Items listed in a dataset
───
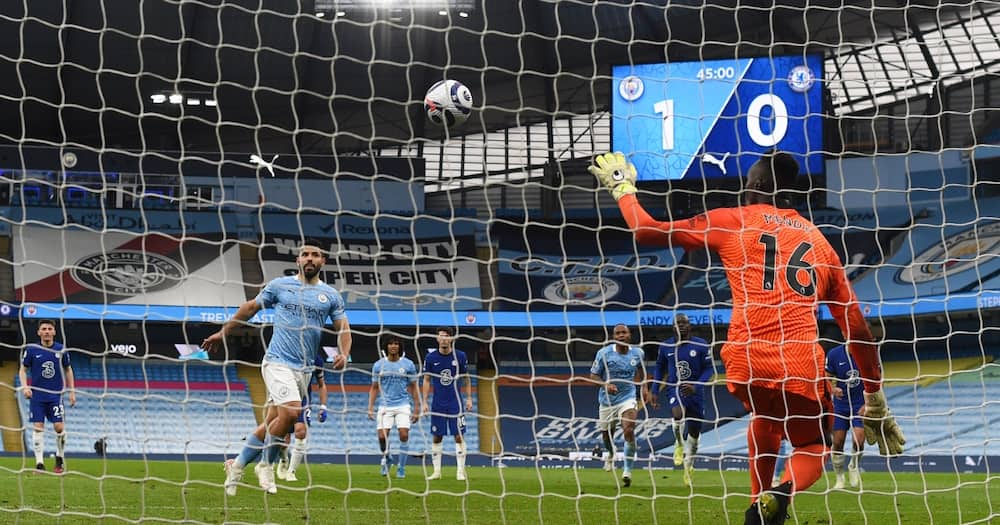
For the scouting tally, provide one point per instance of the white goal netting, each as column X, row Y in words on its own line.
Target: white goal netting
column 160, row 162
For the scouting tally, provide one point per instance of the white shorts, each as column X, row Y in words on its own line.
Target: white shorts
column 609, row 416
column 284, row 384
column 389, row 416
───
--- Goal of the exercise ---
Repeat the preceding records exactly but drop the images.

--- Task result ---
For the scouting tally, provide one point per instance of the white goal netting, each as column X, row Y in words on its own line.
Target: white goal netting
column 160, row 162
For the scouting tally, provide one point per instance of the white shorts, each as column X, row Y in words on its own line.
Target: white shorts
column 609, row 416
column 284, row 384
column 389, row 416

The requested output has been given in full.